PROBLEM REQUIREMENTS: Of the lines listed below, return exactly those that run from the line containing "Target: knit sleeve" through the line containing "-- sample [508,226].", both included.

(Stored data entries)
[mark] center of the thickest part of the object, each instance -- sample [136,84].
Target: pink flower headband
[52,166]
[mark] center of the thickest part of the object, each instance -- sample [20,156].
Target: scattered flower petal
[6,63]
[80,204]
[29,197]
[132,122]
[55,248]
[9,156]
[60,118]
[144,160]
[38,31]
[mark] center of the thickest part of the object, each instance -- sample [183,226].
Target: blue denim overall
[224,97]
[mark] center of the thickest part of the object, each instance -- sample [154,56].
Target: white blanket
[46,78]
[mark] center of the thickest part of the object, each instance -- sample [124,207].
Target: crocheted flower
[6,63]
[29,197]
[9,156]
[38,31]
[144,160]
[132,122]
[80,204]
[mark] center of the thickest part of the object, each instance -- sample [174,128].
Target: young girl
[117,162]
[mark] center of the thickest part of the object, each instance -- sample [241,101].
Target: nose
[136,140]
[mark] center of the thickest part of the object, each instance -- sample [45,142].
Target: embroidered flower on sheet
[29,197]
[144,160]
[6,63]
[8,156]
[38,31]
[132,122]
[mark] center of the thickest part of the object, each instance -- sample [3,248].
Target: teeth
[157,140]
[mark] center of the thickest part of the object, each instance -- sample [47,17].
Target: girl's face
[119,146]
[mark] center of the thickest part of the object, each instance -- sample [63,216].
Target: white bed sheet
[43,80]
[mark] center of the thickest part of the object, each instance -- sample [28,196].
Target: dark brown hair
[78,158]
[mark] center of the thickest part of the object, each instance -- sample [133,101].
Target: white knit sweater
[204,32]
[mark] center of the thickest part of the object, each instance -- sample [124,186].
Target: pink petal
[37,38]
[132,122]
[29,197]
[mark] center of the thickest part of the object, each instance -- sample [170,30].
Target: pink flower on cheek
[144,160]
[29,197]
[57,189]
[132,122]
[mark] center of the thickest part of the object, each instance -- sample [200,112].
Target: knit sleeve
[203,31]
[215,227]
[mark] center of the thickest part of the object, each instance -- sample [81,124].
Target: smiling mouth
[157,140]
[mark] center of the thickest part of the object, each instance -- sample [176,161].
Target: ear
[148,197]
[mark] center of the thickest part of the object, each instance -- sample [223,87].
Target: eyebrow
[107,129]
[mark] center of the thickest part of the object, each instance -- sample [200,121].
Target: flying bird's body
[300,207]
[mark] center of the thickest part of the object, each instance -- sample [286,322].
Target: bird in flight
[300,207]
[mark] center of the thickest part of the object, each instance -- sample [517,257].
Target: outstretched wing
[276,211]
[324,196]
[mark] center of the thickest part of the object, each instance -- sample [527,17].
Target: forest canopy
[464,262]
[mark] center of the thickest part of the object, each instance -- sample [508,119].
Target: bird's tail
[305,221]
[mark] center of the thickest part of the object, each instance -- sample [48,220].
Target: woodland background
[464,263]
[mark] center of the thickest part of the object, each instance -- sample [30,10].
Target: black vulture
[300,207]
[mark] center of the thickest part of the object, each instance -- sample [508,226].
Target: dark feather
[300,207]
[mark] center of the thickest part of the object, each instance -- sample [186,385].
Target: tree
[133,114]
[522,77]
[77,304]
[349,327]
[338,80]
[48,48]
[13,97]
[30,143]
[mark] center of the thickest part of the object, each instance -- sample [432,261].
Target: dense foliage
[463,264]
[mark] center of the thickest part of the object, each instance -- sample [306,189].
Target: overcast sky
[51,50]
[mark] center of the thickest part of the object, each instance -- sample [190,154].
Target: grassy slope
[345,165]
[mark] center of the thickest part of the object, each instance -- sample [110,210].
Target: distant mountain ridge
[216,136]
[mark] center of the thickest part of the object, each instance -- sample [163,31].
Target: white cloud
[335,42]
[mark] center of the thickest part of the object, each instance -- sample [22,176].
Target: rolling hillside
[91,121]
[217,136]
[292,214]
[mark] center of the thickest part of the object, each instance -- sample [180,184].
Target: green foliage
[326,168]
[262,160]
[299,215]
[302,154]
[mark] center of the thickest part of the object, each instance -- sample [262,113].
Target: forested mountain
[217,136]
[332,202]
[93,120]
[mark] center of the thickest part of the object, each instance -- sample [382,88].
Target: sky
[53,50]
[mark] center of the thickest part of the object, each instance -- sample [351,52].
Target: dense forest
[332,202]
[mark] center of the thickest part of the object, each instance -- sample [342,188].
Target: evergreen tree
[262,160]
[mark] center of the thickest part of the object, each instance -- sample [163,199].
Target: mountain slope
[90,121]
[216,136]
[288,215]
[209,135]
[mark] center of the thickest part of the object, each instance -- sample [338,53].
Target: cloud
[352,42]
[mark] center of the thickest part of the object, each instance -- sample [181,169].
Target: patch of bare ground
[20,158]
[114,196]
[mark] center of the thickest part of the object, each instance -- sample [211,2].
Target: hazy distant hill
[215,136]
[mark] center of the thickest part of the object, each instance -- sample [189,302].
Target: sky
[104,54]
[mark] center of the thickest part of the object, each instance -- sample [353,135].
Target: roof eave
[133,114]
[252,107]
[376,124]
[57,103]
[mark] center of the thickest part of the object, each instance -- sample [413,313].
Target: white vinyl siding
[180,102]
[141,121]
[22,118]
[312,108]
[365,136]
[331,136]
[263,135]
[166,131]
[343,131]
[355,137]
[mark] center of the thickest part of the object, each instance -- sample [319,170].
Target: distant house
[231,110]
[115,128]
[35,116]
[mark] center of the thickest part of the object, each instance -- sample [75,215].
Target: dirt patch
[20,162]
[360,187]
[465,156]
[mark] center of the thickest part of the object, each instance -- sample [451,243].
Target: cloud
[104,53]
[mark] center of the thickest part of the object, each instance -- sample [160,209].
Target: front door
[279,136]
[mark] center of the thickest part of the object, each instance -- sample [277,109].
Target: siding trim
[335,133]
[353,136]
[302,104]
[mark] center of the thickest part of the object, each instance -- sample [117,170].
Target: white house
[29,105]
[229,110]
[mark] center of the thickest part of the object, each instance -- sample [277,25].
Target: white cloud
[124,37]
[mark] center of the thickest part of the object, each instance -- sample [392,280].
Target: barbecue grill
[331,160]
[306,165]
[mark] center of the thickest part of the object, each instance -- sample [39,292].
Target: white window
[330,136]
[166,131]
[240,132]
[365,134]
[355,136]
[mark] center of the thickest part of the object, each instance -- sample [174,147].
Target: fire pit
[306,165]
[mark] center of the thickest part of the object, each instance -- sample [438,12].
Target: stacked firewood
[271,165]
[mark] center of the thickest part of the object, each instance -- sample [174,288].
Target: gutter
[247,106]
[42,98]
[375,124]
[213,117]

EXPECTED ANSWER:
Target: knit sleeve
[203,31]
[215,227]
[mark] center of the thickest part of the object, each instance -- sample [81,124].
Target: smiling mouth
[157,140]
[mark] center of the thickest part of the object, each instance -- sample [176,161].
Target: ear
[148,197]
[mark] center of the thickest part of the object, each instance -- sample [223,87].
Target: eyebrow
[107,129]
[mark] center of the thickest part of the object, each instance -- sample [200,121].
Target: flying bird's body
[300,207]
[mark] center of the thickest part of the object, each instance -- sample [286,322].
Target: bird in flight
[300,207]
[mark] center of the thickest part of the object, each instance -- sample [517,257].
Target: outstretched wing
[276,211]
[324,196]
[mark] center of the thickest part of the object, each instance -- sample [527,17].
Target: forest canopy
[464,262]
[mark] center of the thickest part of the object, each instance -- sample [508,119].
Target: bird's tail
[305,221]
[mark] center of the thickest part of the object, each instance -- sample [48,220].
Target: woodland background
[464,263]
[mark] center of the thickest part of the object, each instance -- sample [30,10].
Target: black vulture
[300,207]
[mark] center of the thickest part of the object, each instance -- sample [508,226].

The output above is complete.